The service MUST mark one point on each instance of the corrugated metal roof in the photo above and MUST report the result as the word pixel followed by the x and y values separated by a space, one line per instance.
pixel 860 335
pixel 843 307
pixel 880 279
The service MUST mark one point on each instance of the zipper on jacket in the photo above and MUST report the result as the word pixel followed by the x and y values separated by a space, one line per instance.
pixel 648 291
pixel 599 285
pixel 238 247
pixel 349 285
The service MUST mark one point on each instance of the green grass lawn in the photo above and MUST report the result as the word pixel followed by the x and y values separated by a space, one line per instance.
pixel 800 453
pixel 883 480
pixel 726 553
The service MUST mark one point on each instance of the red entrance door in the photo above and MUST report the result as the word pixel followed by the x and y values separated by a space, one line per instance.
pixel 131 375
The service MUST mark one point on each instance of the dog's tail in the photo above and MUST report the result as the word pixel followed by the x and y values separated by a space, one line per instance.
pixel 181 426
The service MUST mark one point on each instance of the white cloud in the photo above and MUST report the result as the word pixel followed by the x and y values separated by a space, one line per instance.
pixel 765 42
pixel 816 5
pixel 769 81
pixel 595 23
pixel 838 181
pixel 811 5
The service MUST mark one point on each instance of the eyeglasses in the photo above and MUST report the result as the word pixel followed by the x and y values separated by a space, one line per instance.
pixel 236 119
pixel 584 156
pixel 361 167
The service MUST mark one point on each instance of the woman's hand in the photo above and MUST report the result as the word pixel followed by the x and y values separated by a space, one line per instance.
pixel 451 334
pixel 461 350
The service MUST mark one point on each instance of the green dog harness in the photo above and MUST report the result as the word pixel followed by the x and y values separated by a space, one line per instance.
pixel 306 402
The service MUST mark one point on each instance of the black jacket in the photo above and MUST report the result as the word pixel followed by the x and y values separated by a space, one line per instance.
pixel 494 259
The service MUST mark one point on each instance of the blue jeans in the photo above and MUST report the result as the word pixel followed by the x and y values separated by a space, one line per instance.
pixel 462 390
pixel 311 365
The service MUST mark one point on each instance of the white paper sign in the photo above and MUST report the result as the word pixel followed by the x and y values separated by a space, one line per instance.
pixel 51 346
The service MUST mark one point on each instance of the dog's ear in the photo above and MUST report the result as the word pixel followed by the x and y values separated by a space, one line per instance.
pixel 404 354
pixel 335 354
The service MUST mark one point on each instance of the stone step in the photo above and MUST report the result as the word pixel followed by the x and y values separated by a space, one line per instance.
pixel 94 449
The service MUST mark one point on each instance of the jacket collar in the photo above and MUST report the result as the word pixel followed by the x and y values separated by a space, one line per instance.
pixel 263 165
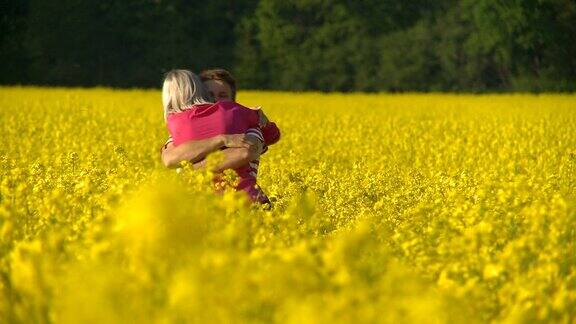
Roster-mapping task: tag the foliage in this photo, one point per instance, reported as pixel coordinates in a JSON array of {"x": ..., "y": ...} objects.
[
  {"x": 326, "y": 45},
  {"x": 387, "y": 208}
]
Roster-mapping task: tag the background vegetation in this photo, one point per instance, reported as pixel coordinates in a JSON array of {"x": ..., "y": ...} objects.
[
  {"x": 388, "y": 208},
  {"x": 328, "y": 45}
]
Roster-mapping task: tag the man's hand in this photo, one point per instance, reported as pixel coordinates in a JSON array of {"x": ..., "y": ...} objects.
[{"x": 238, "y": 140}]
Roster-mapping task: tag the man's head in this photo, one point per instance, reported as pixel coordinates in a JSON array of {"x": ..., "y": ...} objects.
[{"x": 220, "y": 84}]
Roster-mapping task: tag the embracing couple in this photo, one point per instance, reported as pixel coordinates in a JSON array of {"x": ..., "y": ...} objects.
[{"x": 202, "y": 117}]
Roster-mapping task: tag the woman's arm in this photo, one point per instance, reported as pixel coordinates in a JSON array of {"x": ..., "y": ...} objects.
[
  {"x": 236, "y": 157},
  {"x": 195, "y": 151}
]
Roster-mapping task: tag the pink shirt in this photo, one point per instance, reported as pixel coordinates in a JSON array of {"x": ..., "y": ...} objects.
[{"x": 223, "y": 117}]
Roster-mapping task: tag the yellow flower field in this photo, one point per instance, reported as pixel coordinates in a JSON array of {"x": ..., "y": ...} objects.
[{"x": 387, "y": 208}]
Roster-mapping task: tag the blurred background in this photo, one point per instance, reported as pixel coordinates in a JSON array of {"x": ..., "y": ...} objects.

Required work: Transcribe the records above exactly and drop every picture.

Reply:
The service MUST mark one point on each instance of the corrugated metal roof in the photo above and MUST report the result as the word pixel followed by the x and y values separated by a space, one line per instance.
pixel 860 335
pixel 843 307
pixel 880 279
The service MUST mark one point on each instance of the zipper on jacket in the photo above and MUST report the result as the word pixel followed by the x and y values separated by a space, one line per instance.
pixel 648 291
pixel 599 285
pixel 238 247
pixel 349 285
The service MUST mark one point on each instance of the green grass lawn in the photo above and MUST report the result as the word pixel followed by the x and y values separated by a space, one line per instance.
pixel 800 453
pixel 883 480
pixel 726 553
The service MUST mark one point on each instance of the red entrance door in the photo above and MUST report the result as the word pixel followed by the x and y values separated by a space, one line per instance.
pixel 131 375
The service MUST mark one point on each instance of the dog's tail in the photo above and MUST report the result as the word pixel followed by the x and y values separated by a space, one line per instance.
pixel 181 426
The service MUST mark one point on each instance of the white cloud in the photo above and MUST report the result as the word pixel followed by the x and y values separated by a space, one line per instance.
pixel 765 42
pixel 816 5
pixel 769 81
pixel 595 23
pixel 838 181
pixel 811 5
The service MUST mark one point on each instance of the eyeglasses in the photo above and MUST report the result as the word pixel followed by the x and y values separated by a space, one line per instance.
pixel 236 119
pixel 584 156
pixel 361 167
The service MUST mark one point on each instance of the woman's hand in the photo above and MUST report the result as the word pixel followed by the x and y values separated by a space, one line per instance.
pixel 451 334
pixel 461 350
The service MUST mark one point on each instance of the green dog harness in the photo above and MUST report the result as the word pixel followed by the x and y values separated by a space, one line per instance.
pixel 306 402
The service MUST mark one point on each instance of the black jacket in the photo above and MUST report the result as the word pixel followed by the x and y values separated by a space, one line per instance.
pixel 494 259
The service MUST mark one point on each instance of the blue jeans in the photo above and MUST report the result as the word pixel followed by the x and y values separated by a space, one line per instance.
pixel 462 390
pixel 311 365
The service MUST mark one point on each instance of the white paper sign in the photo above and MUST report the result as the word pixel followed by the x and y values separated by a space, one line per instance.
pixel 51 346
The service MUST mark one point on each instance of the dog's ear in the photo above and MUST report the result as the word pixel followed by the x and y values separated by a space, one line per instance.
pixel 404 354
pixel 335 354
The service MUST mark one point on each instance of the stone step in the photo above and MUST report the result as the word pixel followed by the x and y values separated by a space, one line per instance.
pixel 94 449
The service MUST mark one point on each instance of the jacket collar in the photo above and MUST report the result as the word pixel followed by the x and y values separated by a space, one line per instance.
pixel 263 165
Roster-mapping task: tag the foliage in this photo, one point per instance, reported as pixel coordinates in a JSON array of {"x": ..., "y": ...} objects.
[
  {"x": 326, "y": 45},
  {"x": 387, "y": 208}
]
Roster-mapping task: tag the background vegetation in this photo, one point per instance, reported as pixel coordinates in a JSON array of {"x": ..., "y": ...} objects.
[
  {"x": 388, "y": 208},
  {"x": 328, "y": 45}
]
Roster-mapping task: tag the man's hand in this photo, one point per instance, reported as pixel coordinates in a JSON array of {"x": ..., "y": ...} objects.
[{"x": 238, "y": 140}]
Roster-mapping task: tag the man's head in this photo, one point per instance, reported as pixel coordinates in a JSON array of {"x": ..., "y": ...} objects.
[{"x": 220, "y": 84}]
Roster-mapping task: tag the embracing couple in this photo, one point per instance, reported as pixel coordinates in a JSON array of {"x": ..., "y": ...} objects.
[{"x": 202, "y": 117}]
Roster-mapping task: tag the woman's arm in this photo, one point per instance, reported as pixel coordinates in a JSON array of {"x": ..., "y": ...} objects.
[
  {"x": 236, "y": 157},
  {"x": 195, "y": 151}
]
Roster-mapping task: tag the pink shirt in this photo, one point per instance, reported as pixel coordinates in a JSON array of {"x": ..., "y": ...} objects.
[{"x": 223, "y": 117}]
Roster-mapping task: tag the yellow flower field in this photo, one point per instance, reported as pixel coordinates in a JSON array of {"x": ..., "y": ...} objects.
[{"x": 387, "y": 208}]
Roster-mapping task: tag the blurred background in this photo, one point per instance, reported as pixel coordinates in a JSON array of {"x": ..., "y": ...} objects.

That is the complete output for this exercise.